-- begin GIVEN ENTRIES --

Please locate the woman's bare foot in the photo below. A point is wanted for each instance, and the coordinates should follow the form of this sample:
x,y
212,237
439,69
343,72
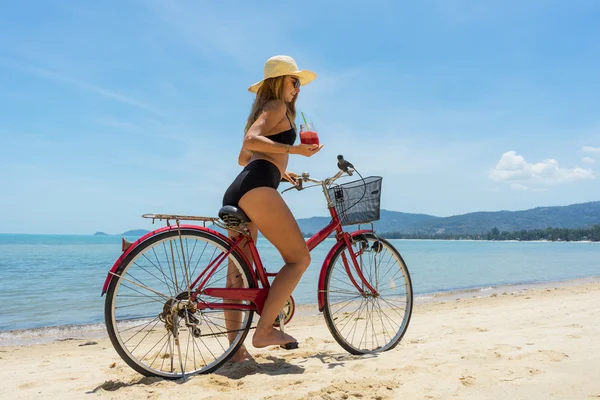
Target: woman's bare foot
x,y
271,337
241,355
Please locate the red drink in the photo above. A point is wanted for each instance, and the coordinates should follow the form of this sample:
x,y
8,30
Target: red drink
x,y
309,137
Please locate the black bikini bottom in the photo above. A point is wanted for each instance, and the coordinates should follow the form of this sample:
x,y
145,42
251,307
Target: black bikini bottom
x,y
258,173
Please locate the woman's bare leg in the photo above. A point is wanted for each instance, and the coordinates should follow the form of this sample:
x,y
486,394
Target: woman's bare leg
x,y
267,210
233,319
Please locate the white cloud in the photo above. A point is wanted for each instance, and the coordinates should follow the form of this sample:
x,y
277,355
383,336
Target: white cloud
x,y
518,186
588,160
590,149
514,169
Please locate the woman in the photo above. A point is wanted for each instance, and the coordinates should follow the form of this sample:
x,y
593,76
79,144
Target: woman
x,y
269,140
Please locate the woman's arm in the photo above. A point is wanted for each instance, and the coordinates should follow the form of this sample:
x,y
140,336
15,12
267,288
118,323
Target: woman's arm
x,y
273,112
244,157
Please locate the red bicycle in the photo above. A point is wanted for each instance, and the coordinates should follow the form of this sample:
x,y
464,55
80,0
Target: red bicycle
x,y
169,311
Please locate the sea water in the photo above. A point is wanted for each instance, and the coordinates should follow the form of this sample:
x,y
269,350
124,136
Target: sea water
x,y
52,281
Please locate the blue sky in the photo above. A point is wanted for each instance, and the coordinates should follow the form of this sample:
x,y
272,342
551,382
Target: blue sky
x,y
112,109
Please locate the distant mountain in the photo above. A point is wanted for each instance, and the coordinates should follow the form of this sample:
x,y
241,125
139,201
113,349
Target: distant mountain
x,y
572,216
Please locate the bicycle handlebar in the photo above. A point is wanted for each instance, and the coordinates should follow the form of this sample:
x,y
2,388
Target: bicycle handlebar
x,y
344,166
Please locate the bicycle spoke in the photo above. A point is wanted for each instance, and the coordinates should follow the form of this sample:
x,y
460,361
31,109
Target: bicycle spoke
x,y
154,283
362,321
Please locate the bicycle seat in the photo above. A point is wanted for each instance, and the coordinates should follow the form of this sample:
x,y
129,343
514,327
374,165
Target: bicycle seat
x,y
233,215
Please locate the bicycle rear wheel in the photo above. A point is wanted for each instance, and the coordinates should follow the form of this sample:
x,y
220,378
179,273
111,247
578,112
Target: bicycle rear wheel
x,y
153,327
360,321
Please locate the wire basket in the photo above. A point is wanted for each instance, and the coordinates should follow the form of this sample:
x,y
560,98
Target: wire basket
x,y
357,202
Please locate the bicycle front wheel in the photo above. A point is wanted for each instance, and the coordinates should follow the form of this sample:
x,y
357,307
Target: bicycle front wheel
x,y
151,323
363,322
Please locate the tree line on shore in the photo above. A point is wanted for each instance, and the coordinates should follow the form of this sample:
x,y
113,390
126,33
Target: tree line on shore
x,y
551,234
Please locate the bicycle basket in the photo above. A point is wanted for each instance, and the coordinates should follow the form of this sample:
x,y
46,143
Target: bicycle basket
x,y
357,202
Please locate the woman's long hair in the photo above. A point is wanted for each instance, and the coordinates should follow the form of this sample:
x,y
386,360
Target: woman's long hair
x,y
271,88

-- end GIVEN ENTRIES --

WRITTEN TASK
Print exactly the lines above, starting at the line that contains "Please locate the bicycle front" and ending with the last line of the records, both included.

OUTPUT FOR THIS TASK
Please locate the bicycle front wheel in the photo above. A point is wanted for each instance, and the coordinates should follow the form of this sample:
x,y
357,307
Target: bicycle front wheel
x,y
151,323
363,322
Please locate the tree line on shore in the photo above. A point is wanted for each instance, and the coordinates should follow the form of this sample:
x,y
113,390
126,33
Target: tree line on shore
x,y
551,234
Please locate the bicycle basket in the photo above. A point is wanted for each instance, and the coordinates should follow the form of this sample:
x,y
46,143
Target: bicycle basket
x,y
357,202
Please locate the woman's long hair in the photo above. A point is wanted for each instance, and the coordinates should follow the form of this sample:
x,y
386,360
Target: woman's long hair
x,y
271,88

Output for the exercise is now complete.